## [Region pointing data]
++++++++++

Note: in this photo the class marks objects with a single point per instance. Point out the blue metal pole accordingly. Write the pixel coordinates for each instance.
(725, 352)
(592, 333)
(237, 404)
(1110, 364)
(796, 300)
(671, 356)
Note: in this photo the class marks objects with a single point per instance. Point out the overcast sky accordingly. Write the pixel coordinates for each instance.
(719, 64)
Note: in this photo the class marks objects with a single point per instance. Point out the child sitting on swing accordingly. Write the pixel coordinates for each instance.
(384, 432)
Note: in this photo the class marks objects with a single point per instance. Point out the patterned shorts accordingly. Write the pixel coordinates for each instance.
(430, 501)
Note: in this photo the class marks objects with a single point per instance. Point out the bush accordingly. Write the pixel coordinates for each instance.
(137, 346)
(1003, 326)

++++++++++

## [Task to carry out]
I'd like the entries above reproduced in full, exactly as they stand.

## [Task answer]
Note: in this photo the class marks objects with a single point per instance. Point out the blue metal pole accordingly. Write the pixel coordinates for each instance.
(725, 352)
(592, 333)
(237, 404)
(1110, 364)
(796, 300)
(671, 356)
Note: in this photo the class marks objects with a single point per instance. Point out the overcast sky accordingly. Write the pixel coordinates for each instance.
(719, 64)
Note: in this photo the class marks objects with a single point per instance. Point out the child sitting on swing accordingly. Write the pixel coordinates for each instance.
(384, 432)
Note: in this photo the class marks objects with a single point per instance. Point out the patterned shorts accordingly. Write the pixel coordinates for each instance.
(430, 501)
Note: in this photo the class marks objects with a single point per instance. Point out the bush accordingly. Write the pixel coordinates for each instance.
(137, 346)
(1003, 326)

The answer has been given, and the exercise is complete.